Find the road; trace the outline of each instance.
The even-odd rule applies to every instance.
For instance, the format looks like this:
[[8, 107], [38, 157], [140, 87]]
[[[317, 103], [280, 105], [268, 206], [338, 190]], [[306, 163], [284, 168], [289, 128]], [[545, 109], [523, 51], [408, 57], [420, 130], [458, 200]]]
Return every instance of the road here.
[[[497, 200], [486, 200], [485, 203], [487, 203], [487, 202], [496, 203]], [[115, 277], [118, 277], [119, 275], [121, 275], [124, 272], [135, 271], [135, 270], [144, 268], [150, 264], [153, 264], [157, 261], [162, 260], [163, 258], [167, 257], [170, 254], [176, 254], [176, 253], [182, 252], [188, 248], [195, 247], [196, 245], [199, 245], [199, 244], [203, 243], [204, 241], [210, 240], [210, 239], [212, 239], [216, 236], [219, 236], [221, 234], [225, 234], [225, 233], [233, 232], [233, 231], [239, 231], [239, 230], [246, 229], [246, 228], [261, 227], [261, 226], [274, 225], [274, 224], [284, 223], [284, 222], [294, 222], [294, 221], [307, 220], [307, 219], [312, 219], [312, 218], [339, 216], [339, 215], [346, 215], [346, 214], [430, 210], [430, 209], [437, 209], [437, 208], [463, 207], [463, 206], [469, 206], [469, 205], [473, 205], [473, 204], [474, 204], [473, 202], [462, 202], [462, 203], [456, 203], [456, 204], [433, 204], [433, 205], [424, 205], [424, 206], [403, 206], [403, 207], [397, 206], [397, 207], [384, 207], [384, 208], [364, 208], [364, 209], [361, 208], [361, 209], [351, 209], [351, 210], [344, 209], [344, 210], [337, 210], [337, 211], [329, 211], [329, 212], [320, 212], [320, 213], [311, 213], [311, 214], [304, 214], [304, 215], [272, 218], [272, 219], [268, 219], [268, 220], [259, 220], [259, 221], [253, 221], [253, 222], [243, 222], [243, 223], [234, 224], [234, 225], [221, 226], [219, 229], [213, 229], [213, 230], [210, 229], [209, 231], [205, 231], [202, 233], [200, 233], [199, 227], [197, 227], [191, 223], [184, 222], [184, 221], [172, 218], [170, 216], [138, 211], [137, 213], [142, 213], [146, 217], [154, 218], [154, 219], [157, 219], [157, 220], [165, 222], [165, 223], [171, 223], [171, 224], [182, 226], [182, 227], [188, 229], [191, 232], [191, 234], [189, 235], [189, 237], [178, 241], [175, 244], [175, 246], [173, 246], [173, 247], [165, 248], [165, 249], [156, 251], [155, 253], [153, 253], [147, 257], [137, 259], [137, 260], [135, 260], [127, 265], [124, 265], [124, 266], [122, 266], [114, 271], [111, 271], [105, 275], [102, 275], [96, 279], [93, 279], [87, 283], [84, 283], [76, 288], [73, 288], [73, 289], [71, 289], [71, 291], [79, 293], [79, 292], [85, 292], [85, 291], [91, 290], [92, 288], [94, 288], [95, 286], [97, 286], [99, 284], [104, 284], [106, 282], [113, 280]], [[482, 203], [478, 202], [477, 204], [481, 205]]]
-------
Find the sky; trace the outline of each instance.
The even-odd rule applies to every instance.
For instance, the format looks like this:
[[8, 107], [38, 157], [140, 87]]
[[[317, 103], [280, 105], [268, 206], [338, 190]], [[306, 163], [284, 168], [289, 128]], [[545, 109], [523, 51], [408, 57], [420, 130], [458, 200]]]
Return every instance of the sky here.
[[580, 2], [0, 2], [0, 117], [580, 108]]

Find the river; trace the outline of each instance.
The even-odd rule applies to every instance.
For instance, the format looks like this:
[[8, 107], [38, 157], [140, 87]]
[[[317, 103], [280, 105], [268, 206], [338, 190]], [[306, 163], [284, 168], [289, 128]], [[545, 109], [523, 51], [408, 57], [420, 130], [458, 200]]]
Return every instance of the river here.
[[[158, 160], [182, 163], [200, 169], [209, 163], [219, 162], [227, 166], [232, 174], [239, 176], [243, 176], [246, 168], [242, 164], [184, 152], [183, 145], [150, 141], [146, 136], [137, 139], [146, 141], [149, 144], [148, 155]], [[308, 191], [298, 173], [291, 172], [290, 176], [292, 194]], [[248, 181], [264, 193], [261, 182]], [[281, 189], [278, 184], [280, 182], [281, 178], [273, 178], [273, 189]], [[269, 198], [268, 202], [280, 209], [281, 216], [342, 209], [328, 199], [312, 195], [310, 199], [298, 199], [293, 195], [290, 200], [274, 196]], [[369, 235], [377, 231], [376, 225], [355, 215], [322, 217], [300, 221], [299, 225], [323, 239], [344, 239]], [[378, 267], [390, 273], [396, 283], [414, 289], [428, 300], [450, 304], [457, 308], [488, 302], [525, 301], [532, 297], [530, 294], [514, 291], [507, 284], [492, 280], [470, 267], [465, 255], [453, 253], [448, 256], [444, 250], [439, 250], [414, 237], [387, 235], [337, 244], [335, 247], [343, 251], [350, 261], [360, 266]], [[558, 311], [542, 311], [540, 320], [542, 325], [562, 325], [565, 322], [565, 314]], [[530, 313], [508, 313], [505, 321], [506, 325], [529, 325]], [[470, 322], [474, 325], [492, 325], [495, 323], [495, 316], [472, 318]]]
-------
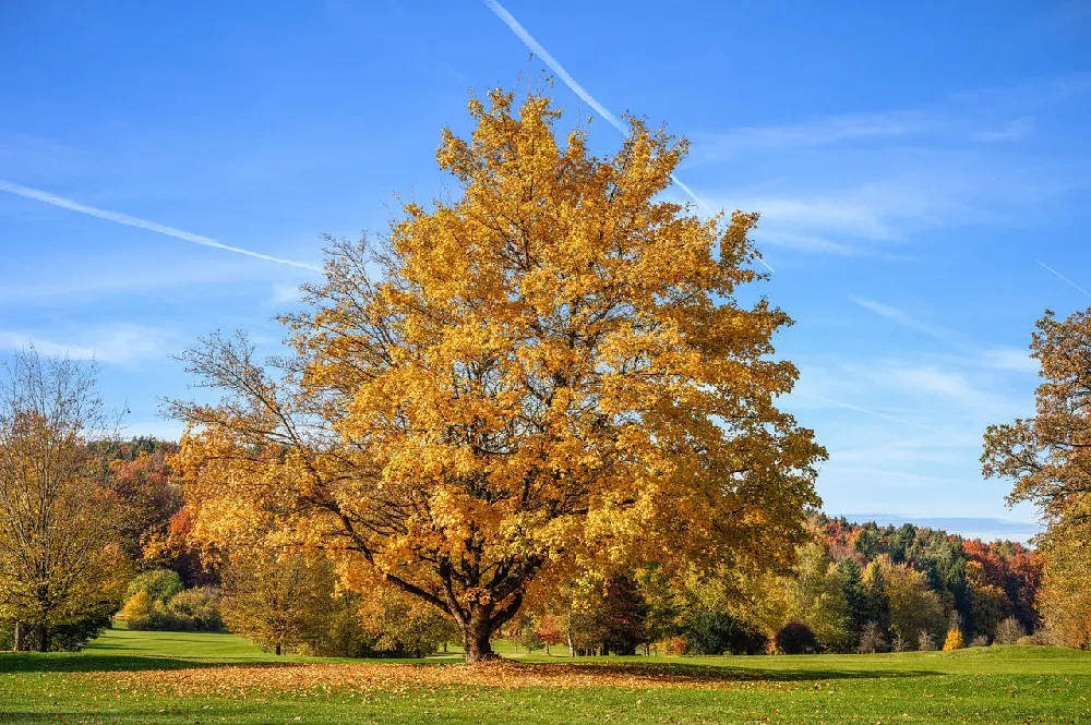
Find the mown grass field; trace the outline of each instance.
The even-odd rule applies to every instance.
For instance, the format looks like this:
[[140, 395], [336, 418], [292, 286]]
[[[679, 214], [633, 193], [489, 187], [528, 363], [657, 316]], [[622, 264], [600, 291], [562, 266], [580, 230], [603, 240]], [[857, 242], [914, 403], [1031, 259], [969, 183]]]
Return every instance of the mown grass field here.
-------
- _Goal_
Recast the lines from the one containing "Find the sky;" through the one containing "[[580, 2], [0, 2], [0, 117], [580, 108]]", both included, as a JSON list of strings with one string per line and no blank lines.

- _Response to the task_
[
  "Find the sky; trace the outline of each instance.",
  "The even-odd rule applies to every instance.",
  "For instance, the format looks like this:",
  "[[8, 107], [38, 157], [140, 87]]",
  "[[[317, 103], [280, 105], [268, 206], [338, 190]], [[306, 163], [284, 168], [289, 128]], [[545, 109], [523, 51], [408, 57], [420, 130], [458, 200]]]",
  "Return every instance of the sky here.",
  "[[580, 2], [0, 2], [0, 117], [580, 108]]"
]